STATED GOAL:
Please rewrite every line of the material from its start through the line holding "left=124, top=256, right=139, bottom=287", inclusive. Scale each pixel coordinate in the answers by 1.15 and round it to a whole number, with halves going up, and leave all other text unchanged.

------ INPUT DATA ------

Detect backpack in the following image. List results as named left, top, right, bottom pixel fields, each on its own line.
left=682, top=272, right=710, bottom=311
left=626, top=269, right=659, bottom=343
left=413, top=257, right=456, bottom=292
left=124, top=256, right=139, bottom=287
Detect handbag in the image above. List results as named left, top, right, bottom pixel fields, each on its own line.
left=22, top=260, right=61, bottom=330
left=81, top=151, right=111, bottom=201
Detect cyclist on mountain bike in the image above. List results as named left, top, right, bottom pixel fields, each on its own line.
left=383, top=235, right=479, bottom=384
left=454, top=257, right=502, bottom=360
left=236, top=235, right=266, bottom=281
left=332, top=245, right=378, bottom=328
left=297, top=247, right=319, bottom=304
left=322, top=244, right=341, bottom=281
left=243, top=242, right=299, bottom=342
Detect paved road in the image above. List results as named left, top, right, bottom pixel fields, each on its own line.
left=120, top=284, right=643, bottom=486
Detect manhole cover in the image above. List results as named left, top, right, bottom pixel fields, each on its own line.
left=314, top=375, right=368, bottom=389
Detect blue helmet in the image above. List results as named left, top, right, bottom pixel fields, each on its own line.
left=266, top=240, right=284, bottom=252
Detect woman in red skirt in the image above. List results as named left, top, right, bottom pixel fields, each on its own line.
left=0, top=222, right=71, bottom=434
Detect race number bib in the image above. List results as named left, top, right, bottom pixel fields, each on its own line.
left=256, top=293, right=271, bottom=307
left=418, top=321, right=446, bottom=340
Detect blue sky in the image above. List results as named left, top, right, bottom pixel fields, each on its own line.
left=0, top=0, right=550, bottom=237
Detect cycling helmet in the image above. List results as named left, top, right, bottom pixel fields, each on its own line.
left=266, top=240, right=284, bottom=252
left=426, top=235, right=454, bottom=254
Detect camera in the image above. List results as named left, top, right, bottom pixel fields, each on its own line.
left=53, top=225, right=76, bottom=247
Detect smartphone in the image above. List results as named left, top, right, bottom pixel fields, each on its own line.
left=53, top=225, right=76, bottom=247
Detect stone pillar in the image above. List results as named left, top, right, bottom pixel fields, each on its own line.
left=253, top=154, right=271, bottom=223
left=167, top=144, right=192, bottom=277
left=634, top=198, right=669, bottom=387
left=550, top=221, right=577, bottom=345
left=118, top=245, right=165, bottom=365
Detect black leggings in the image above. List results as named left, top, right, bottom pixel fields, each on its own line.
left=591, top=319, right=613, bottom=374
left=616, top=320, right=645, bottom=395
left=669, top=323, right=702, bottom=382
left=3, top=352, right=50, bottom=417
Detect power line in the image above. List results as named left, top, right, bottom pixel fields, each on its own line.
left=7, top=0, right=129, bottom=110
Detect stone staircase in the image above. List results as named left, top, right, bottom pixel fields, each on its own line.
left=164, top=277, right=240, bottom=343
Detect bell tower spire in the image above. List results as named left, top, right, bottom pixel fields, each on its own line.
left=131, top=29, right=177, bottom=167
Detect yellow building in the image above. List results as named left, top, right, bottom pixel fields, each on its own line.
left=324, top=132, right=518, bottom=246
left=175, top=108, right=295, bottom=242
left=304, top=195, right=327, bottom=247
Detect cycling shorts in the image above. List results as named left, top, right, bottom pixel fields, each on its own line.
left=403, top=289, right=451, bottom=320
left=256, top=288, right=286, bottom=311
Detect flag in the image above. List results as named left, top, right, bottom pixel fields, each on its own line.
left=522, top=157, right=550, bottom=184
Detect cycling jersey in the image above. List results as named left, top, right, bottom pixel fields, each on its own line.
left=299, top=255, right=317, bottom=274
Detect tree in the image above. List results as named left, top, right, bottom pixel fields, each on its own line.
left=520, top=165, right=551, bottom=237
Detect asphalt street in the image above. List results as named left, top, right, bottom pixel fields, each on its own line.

------

EXERCISE RESPONSE:
Detect backpack in the following image. List results as named left, top, right, bottom pixel fields, each on its own line.
left=784, top=313, right=817, bottom=358
left=720, top=309, right=758, bottom=394
left=475, top=296, right=524, bottom=336
left=143, top=294, right=160, bottom=330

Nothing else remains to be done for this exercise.